• Selection:
........
The legislation that we are debating this afternoon, the Petroleum Retail Legislation Repeal Bill 2006, opens the way for a new era in petroleum marketing because it paves the way for the introduction of the Oilcode. The introduction of this bill follows extensive consultation with the industry, industry associations and consumer groups, who all agree that the current legislation—the Petroleum Retail Marketing Franchise Act 1980 and Petroleum Retail Marketing Sites Act 1980—has become obsolete.

This 1980 legislation implemented what was known as the ‘Fife package’, after the then Fraser government minister responsible for its implementation, Wal Fife. As a then member of the House of Representatives who had previously worked in oil industry marketing management, I was involved in the consultation process that led to that legislation. It was much needed at the time to ensure a fair go for service station operators. However, to those who argue that this legislation should remain in place I say that it is well past its use-by date.

The retail petroleum market has changed substantially, and not just in recent years. The entry of Coles and Woolworths into the market during the past two decades has allowed substantial circumvention of both the intent and the letter of the 1980 Fife package. What made the Fife package obsolete was the introduction by the oil companies in the early 1990s of multisite franchising and the failure of the then Labor government to stop it—to amend the Fife legislation at that time to prevent multisite franchising, which was circumventing the intent of the Fife package. As an opposition senator at the time, I well recall calling for action on this front, but the Labor government simply sat on its hands. So I say to those who remain advocates for the legislation that we are repealing today—and this is worth repeating—it has been obsolete and ineffectual since the last Labor government allowed the law to be compromised by multisite franchising a decade and a half ago.

Subsequent marketing arrangements, in particular the developments with Coles and Woolworths, have simply built on that. That is why a new approach is required. That is why, after much consultation and negotiation, albeit not to everyone’s satisfaction, the Howard government is legislating the Oilcode through the Trade Practices Act. Labor sat on its hands and did nothing to give service station owners a fair go. The Howard government has acted—with the Oilcode.

I noticed, in his brief reference to the bill, that Senator O’Brien accused the government of stagnating on this matter. Over the years there have been entrenched differing positions between the retailers on the one hand and oil companies on the other on a few aspects of the Oilcode. Quite rightly, the government facilitated negotiations on those issues and allowed time for those negotiations to bear fruit. However, in the face of continuing disagreement, the government has taken the very difficult decisions on these aspects that have been in dispute and determined that it will mandate the Oilcode. That is why it has taken a considerable amount of time for this legislation to come forward—because, quite properly, the government allowed appropriate negotiations to be undertaken.
........
• Data supplied:
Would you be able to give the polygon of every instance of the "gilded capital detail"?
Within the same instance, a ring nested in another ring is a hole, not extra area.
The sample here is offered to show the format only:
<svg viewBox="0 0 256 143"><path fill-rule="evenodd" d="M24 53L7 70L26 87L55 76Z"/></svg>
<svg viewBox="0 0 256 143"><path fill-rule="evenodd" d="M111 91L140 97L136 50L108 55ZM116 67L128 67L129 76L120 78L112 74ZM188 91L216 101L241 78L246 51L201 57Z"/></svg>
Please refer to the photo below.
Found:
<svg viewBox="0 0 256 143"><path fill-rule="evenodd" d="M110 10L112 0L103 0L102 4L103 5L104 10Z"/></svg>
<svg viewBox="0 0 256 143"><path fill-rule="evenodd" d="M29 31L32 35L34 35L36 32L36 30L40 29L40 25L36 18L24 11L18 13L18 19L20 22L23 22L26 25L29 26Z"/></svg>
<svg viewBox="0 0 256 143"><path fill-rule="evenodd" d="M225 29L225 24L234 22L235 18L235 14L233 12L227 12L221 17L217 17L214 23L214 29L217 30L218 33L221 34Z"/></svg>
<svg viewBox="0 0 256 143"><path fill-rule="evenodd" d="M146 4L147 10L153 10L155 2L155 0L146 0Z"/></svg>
........
• Requirements:
1 – In the petroleum retail speech, after whom was the "Fife package" named?
2 – Extend the petroleum retail speech, picking up right after its final sentence.

• Exercise responses:
1 – It was named after Wal Fife, the Fraser government minister responsible for its implementation.

2 –
As I said at the outset, apart from that brief reference to the legislation, Senator O’Brien did not really address this legislation at all. He talked about excise issues and gas and coal to liquids, which he indicated that Labor had supported 20 years ago when they were in government, and then he accused this government of not doing anything about it. What did Labor do when they were in government to bring about some practical results as far as gas and coal to liquids were concerned?

As I said, Senator Murray referred to issues related to the Trade Practices Act, and they are certainly still under consideration. Senator Crossin, in her contribution to this second reading debate, talked about high petrol prices and then went on to talk about the increased GST revenue that was being generated as a result of that and the impact that that was having on people’s ability to cope. I remind Senator Crossin that if she is concerned about the revenue that is being generated by the GST she should talk to the Northern Territory Labor government, because they are the beneficiaries of the GST revenue. If there is some capacity for GST revenue to be used to relieve the effect of high petrol prices, which result directly from the fact that international oil prices are high, then it its within the capacity and the wit of the Northern Territory government to use some of its GST revenue to provide a rebate to petrol consumers and benefit them in that way. So, as I said, I suggest to Senator Crossin that she talk to the Northern Territory government if she is concerned about the amount of GST revenue that is being generated.

The concurrent repeal of the Fife package and the instalment of the Oilcode is undoubtedly essential to ensure greater transparency, accountability and national consistency in this radically altered market, which I referred to a few moments ago. Of course, the petroleum market is one of the most competitive in Australia. For these reasons, I strongly support this legislation. Support for the legislation was also recommended by the Senate Economics Legislation Committee, of which I am a member, in its report on the provisions of this bill that was tabled in the Senate on 11 May this year.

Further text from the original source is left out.